Stated problem
Extract every line below that contains the word "small" and copy each one in full.

The input
*-*-*

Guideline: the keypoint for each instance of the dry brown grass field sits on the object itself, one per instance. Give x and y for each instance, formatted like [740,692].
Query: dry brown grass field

*-*-*

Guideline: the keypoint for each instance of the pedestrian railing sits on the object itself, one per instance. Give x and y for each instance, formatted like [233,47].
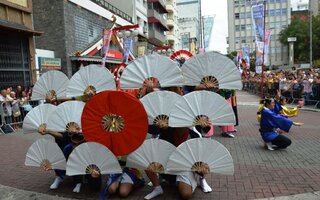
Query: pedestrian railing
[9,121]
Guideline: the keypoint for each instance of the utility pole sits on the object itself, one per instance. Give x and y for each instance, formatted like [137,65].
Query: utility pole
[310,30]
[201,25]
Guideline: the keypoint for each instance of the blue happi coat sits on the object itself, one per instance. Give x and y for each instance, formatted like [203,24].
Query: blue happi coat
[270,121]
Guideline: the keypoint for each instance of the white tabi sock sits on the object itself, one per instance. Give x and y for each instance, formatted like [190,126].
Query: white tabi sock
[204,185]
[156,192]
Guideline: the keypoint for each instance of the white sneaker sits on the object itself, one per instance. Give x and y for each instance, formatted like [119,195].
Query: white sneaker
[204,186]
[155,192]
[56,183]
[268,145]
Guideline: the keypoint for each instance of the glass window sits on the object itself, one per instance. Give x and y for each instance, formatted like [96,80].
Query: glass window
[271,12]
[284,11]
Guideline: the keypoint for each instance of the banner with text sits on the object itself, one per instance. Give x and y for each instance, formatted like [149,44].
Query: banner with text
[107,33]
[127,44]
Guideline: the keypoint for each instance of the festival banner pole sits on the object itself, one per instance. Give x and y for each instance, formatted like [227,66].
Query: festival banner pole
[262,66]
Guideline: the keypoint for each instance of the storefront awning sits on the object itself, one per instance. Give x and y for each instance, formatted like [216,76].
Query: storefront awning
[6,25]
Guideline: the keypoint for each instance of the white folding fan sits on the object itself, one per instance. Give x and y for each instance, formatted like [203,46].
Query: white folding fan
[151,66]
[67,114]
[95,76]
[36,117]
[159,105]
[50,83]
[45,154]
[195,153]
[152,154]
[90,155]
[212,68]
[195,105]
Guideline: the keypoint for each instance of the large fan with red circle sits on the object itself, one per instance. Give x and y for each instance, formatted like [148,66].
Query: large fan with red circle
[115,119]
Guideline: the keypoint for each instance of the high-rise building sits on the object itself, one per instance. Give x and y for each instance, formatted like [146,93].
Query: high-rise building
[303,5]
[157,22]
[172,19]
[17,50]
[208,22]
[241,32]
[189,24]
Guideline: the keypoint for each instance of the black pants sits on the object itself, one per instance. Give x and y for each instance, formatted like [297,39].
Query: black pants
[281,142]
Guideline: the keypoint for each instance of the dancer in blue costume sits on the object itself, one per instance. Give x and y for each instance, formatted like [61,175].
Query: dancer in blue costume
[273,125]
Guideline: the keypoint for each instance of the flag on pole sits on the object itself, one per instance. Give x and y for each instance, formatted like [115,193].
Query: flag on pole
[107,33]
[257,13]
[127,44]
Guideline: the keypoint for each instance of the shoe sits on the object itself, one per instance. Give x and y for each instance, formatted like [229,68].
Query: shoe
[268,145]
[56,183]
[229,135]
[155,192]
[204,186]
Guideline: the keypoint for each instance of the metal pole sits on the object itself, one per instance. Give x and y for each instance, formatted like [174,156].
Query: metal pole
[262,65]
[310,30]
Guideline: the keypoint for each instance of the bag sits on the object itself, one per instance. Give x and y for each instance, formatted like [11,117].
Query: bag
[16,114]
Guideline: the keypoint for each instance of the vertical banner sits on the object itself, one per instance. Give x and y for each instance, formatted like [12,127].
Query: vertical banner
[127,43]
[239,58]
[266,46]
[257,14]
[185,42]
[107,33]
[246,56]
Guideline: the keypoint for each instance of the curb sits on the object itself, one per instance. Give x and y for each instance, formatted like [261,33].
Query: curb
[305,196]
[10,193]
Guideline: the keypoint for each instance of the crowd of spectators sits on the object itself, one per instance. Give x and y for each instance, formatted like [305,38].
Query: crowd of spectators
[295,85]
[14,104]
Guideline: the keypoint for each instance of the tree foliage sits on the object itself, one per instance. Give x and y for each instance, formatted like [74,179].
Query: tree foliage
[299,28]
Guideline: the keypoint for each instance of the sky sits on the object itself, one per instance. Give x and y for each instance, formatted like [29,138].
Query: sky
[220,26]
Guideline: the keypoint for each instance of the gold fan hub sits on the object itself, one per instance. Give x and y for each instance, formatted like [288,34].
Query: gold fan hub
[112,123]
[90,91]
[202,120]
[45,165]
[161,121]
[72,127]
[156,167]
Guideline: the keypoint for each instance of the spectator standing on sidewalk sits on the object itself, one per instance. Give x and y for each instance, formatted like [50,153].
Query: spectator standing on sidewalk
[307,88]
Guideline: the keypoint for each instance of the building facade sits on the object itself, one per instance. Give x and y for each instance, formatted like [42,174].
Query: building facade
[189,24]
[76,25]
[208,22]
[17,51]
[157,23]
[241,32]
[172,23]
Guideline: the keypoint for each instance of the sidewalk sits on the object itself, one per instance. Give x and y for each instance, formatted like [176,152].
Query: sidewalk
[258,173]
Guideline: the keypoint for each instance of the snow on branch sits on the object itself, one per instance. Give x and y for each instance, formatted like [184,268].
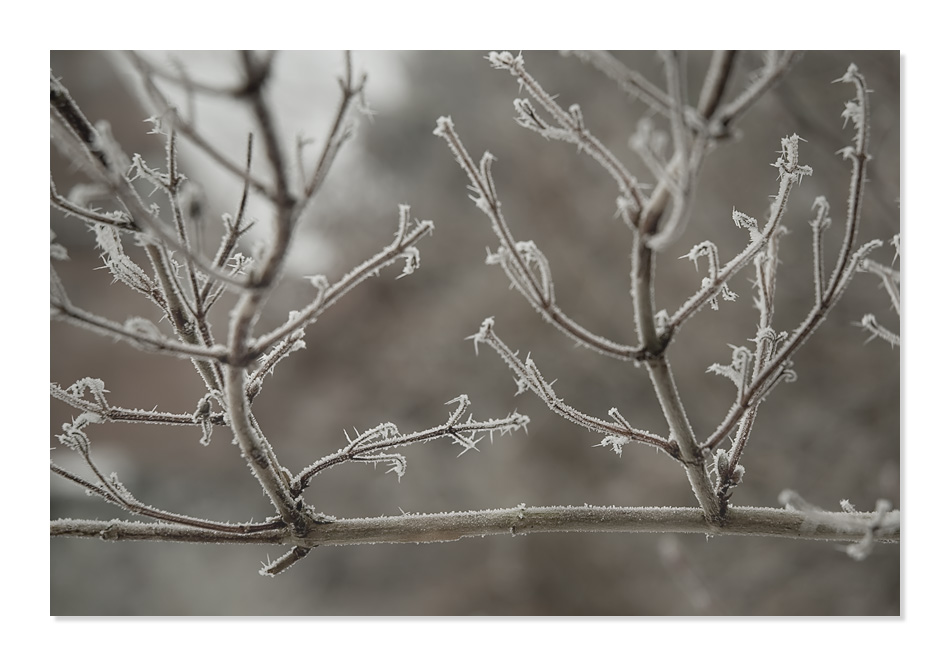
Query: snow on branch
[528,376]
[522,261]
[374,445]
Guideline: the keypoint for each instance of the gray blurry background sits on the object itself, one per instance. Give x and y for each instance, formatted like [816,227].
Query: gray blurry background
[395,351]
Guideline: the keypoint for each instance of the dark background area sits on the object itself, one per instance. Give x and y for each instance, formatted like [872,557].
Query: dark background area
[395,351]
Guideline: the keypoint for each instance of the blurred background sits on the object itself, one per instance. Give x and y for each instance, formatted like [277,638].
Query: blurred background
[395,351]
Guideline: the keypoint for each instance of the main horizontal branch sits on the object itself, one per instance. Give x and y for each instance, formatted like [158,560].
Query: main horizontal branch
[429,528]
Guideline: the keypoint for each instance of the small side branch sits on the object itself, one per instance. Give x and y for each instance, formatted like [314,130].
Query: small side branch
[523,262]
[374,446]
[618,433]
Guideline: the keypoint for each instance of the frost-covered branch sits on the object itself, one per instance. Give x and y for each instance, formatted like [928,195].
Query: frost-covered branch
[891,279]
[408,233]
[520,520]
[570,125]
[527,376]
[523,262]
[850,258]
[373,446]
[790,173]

*-*-*

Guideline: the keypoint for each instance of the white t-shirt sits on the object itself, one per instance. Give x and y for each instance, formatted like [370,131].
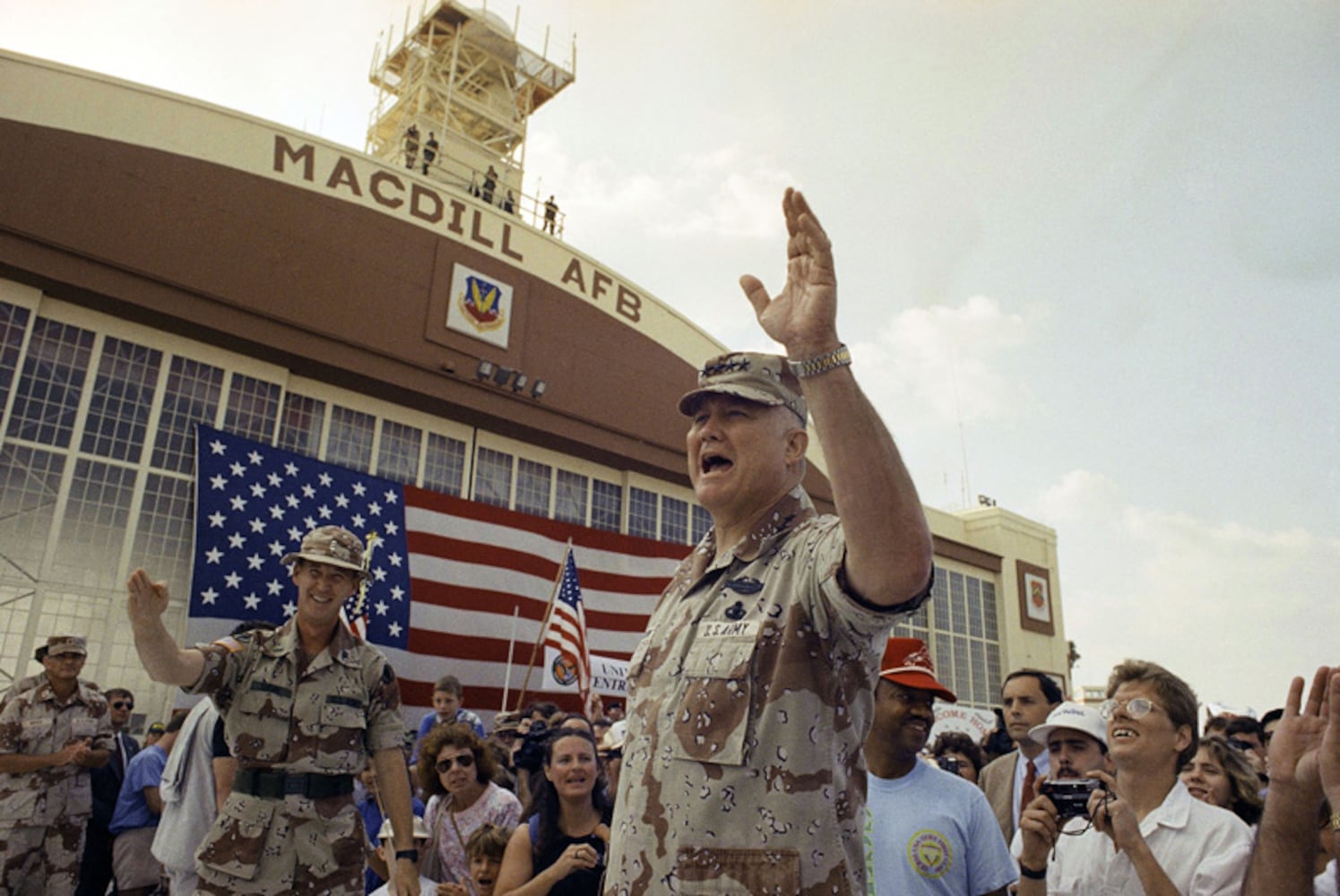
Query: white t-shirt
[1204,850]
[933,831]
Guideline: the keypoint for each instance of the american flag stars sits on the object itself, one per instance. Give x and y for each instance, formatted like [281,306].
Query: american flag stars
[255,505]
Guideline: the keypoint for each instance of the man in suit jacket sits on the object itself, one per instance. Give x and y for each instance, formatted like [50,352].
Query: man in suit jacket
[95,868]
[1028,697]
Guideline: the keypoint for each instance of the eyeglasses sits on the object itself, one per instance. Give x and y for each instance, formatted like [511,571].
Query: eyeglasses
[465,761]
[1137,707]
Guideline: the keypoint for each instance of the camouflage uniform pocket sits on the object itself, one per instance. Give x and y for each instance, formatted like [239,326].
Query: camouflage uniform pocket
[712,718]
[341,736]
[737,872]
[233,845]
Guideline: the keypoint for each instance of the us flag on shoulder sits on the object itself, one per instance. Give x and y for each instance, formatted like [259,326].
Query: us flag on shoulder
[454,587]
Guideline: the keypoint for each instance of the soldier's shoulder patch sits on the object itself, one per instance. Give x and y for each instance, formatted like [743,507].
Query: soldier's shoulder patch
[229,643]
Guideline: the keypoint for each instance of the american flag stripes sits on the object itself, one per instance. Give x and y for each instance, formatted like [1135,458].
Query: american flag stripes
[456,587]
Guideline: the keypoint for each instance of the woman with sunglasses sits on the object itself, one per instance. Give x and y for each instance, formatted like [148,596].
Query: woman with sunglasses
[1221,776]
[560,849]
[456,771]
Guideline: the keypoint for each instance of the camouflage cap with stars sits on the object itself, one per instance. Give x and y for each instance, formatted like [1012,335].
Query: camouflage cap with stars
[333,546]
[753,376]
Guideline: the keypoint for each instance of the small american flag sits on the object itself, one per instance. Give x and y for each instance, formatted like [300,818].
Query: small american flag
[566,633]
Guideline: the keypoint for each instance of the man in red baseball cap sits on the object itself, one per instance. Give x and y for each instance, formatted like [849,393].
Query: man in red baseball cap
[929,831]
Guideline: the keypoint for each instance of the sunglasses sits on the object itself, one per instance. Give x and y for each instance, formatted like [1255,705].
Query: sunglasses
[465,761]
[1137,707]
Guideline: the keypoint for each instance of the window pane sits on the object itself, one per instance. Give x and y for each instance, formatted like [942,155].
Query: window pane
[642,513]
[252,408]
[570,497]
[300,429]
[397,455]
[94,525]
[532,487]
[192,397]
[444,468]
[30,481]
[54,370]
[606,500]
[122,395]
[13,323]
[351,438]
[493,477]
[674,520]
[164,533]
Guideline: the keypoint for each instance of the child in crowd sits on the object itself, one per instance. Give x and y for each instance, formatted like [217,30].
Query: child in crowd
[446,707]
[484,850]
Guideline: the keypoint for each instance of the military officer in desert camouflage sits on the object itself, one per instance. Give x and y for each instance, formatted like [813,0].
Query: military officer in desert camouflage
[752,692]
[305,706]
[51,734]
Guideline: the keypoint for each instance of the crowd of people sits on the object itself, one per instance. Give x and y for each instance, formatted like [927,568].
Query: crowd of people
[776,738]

*-*-*

Task output
Guideline: the keypoint for each instance of the small side branch sits on the object itself, one per instance. Give x and y for each instance, formatted like [314,130].
Query: small side branch
Guideline: the keypoint for each instance of the small american flag sits on the object itself, one per instance. Give x and y for each instance, formatted like [300,818].
Query: small american flag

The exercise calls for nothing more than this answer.